WORK ITEM:
Reproduce word for word everything in the Silvano Pravisano article below, from "In 1951, he" down to "Udine, and Pasianese.".

EXCERPT:
--

Personal information
- Date of birth: 20 January 1925
- Place of birth: Udine, Italy
- Date of death: 23 March 2020 (aged 95)
- Place of death: Udine, Italy
- Position: Forward

Senior career*
- Years: Team / Apps / (Gls)
- 1943–1949: Udinese / 114 / (37)
- 1949: Torino / 7 / (1)
- 1949–1951: Legnano / 68 / (34)
- 1951–1956: Genoa / 86 / (9)
- 1956–1958: Parma / 30 / (4)
- Total:  / 306 / (85)

= Silvano Pravisano =

Italian footballer (1925–2020)

Silvano Pravisano (20 January 1925 – 23 March 2020) was an Italian footballer who played as a forward.

==Playing career==
Pravisano started his career at Udinese at the age of 17. While playing for the club, he also worked as a clerk for the Ferrovie dello Stato Italiane until 1948, following the appointment of Aldo Olivieri. In the 1947–48 Serie B season, he finished as the club's top scorer, with 9 goals in 32 matches, as Udinese were relegated back to Serie C. The following season, he scored 11 goals in 33 matches in Serie C to get them promoted back to Serie B. Overall, he played 114 matches for Udinese, scoring 37 goals, alongside four matches in the 1944 Campionato Alta Italia.

In 1949, Pravisano joined Torino, after their team had been killed in the Superga air disaster. He played 7 matches for the club in Serie A, scoring once, as well scoring twice against Stade de Reims in the 1949 Latin Cup and being awarded the man of the match, before being sold to Serie B side Legnano in November 1949, where he scored 34 goals in 68 matches across two seasons, and helped them get promoted back to Serie A.

In 1951, he joined Genoa, where he spent five seasons before joining Parma, eventually retiring in 1958.

==Coaching career==
Following his retirement, he worked as a coach for various teams, including Tisana, Maianese, Esperia di Udine, Sangiorgina di San Giorgio di Nogaro, Udinese's youth sector, Sangiorgina di Udine, and Pasianese.

In 2015, while coaching at Cjarlins Muzane, the FIGC Regional Committee awarded the team a certificate of merit for their commitment to amateur football.

==Personal life and death==
Pravisano had two children. Along with coaching, he also worked as a surveyor, as well as a physical education teacher in Udine. Additionally, he served as the regional president of the Italian Football Coaches Association from 1982 to 1988.

Pravisano died on 23 March 2020, at the age of 95. At the time of his death, he was the oldest living Udinese player.

--

(Dataset entries)

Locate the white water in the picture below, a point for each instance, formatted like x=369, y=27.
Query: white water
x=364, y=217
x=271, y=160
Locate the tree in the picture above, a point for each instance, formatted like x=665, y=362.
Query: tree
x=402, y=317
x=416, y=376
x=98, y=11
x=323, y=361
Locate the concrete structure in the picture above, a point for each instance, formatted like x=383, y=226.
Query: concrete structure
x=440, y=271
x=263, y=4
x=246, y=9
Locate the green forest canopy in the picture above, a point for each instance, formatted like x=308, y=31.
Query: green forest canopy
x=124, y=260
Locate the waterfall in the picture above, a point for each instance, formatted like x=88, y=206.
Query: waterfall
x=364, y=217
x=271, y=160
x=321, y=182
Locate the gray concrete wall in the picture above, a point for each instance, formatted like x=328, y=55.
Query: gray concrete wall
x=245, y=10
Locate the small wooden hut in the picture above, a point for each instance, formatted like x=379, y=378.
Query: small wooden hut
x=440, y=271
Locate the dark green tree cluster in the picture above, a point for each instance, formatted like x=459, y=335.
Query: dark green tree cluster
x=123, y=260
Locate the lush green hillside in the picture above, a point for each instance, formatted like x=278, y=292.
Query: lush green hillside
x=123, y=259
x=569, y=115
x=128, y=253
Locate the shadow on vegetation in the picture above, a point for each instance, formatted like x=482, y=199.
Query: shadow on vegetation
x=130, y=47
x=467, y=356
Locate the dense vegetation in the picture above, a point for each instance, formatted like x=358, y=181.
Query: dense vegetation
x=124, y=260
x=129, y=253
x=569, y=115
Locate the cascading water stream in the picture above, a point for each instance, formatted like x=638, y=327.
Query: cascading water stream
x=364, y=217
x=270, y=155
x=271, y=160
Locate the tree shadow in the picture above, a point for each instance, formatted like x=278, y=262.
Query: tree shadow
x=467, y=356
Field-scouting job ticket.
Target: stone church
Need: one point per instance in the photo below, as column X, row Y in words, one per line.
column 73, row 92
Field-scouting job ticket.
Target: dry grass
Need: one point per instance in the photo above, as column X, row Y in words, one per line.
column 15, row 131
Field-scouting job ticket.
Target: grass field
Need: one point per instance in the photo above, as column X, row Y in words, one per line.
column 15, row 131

--

TASK OUTPUT:
In 1951, he joined Genoa, where he spent five seasons before joining Parma, eventually retiring in 1958.

==Coaching career==
Following his retirement, he worked as a coach for various teams, including Tisana, Maianese, Esperia di Udine, Sangiorgina di San Giorgio di Nogaro, Udinese's youth sector, Sangiorgina di Udine, and Pasianese.